■ Task directions
Render the rows below as a JSON list of strings, one string per line, with blank lines omitted.

────────────────

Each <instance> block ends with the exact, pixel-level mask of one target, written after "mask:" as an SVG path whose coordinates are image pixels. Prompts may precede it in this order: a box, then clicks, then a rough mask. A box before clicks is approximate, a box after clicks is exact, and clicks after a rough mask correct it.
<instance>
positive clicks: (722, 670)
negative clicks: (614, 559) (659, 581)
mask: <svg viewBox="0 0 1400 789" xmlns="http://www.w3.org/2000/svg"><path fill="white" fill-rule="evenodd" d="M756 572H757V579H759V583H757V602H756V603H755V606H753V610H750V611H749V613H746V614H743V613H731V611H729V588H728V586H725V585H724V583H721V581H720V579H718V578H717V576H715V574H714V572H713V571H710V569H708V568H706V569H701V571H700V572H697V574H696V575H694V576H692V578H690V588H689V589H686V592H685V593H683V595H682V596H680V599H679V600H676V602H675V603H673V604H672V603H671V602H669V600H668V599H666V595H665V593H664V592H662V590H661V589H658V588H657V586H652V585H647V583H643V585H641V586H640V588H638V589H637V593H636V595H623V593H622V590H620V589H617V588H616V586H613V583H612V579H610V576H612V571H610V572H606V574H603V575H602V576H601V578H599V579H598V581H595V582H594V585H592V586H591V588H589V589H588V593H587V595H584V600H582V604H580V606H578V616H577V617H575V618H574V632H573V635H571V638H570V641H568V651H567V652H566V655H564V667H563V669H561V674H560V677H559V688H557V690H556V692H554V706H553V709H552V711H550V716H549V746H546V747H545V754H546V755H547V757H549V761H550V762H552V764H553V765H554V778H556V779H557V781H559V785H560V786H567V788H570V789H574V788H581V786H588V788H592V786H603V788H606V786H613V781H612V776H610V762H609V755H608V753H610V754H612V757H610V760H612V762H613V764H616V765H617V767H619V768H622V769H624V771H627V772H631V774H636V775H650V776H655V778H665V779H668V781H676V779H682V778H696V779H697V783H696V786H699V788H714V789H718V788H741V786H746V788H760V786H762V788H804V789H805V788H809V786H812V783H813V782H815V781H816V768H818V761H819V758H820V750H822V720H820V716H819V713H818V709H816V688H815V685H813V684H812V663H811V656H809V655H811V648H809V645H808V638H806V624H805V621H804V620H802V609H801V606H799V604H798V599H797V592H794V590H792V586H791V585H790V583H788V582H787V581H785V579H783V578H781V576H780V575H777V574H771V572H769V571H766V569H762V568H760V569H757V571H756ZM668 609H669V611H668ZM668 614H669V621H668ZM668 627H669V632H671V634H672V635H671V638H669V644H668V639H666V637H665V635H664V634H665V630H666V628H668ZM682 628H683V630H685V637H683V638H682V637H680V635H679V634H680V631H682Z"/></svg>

────────────────

■ Reply to the exercise
[
  "Each <instance> block ends with the exact, pixel-level mask of one target, written after \"mask:\" as an SVG path whose coordinates are image pixels. Prompts may precede it in this order: a box, then clicks, then a rough mask. A box before clicks is approximate, a box after clicks is exact, and clicks after a rough mask correct it.",
  "<instance>",
  "positive clicks: (722, 670)",
  "negative clicks: (614, 559) (659, 581)",
  "mask: <svg viewBox=\"0 0 1400 789\" xmlns=\"http://www.w3.org/2000/svg\"><path fill=\"white\" fill-rule=\"evenodd\" d=\"M756 572H757V579H759V583H757V602H756V603H755V606H753V610H750V611H749V613H746V614H743V613H731V611H729V588H728V586H725V585H724V583H721V581H720V579H718V578H717V576H715V574H714V572H713V571H710V569H708V568H706V569H701V571H700V572H697V574H696V575H694V576H692V578H690V588H689V589H686V592H685V593H683V595H682V596H680V599H679V600H676V602H675V603H673V604H672V603H671V602H669V600H668V599H666V595H665V593H664V592H662V590H661V589H658V588H657V586H652V585H647V583H643V585H641V586H640V588H638V589H637V593H636V595H623V593H622V590H620V589H617V588H616V586H613V583H612V579H610V576H612V571H610V572H606V574H603V575H602V576H601V578H599V579H598V581H595V582H594V585H592V586H591V588H589V589H588V593H587V595H584V600H582V604H580V606H578V616H577V617H575V618H574V632H573V635H571V638H570V641H568V651H567V652H566V655H564V667H563V669H561V674H560V677H559V688H557V690H556V692H554V706H553V709H552V711H550V716H549V746H546V747H545V754H546V755H547V757H549V761H550V762H552V764H553V765H554V778H556V779H557V781H559V785H560V786H567V788H570V789H574V788H581V786H588V788H592V786H603V788H606V786H613V781H612V776H610V762H609V755H608V753H610V754H612V757H610V760H612V762H613V764H616V765H617V767H619V768H622V769H624V771H627V772H631V774H636V775H650V776H655V778H665V779H668V781H676V779H682V778H696V779H697V783H696V786H699V788H714V789H718V788H741V786H746V788H760V786H762V788H804V789H805V788H809V786H812V783H813V782H815V781H816V768H818V761H819V758H820V750H822V720H820V716H819V713H818V709H816V688H815V685H813V684H812V663H811V656H809V655H811V648H809V645H808V638H806V624H805V621H804V620H802V609H801V606H799V604H798V599H797V592H794V590H792V586H791V585H790V583H788V582H787V581H785V579H783V578H781V576H780V575H777V574H771V572H769V571H766V569H762V568H760V569H757V571H756ZM668 609H669V611H668ZM668 614H669V621H668ZM668 627H669V632H671V634H672V635H671V638H669V644H668V639H666V637H665V635H664V634H665V630H666V628H668ZM682 628H683V630H685V637H683V638H682V637H680V635H679V634H680V631H682Z\"/></svg>"
]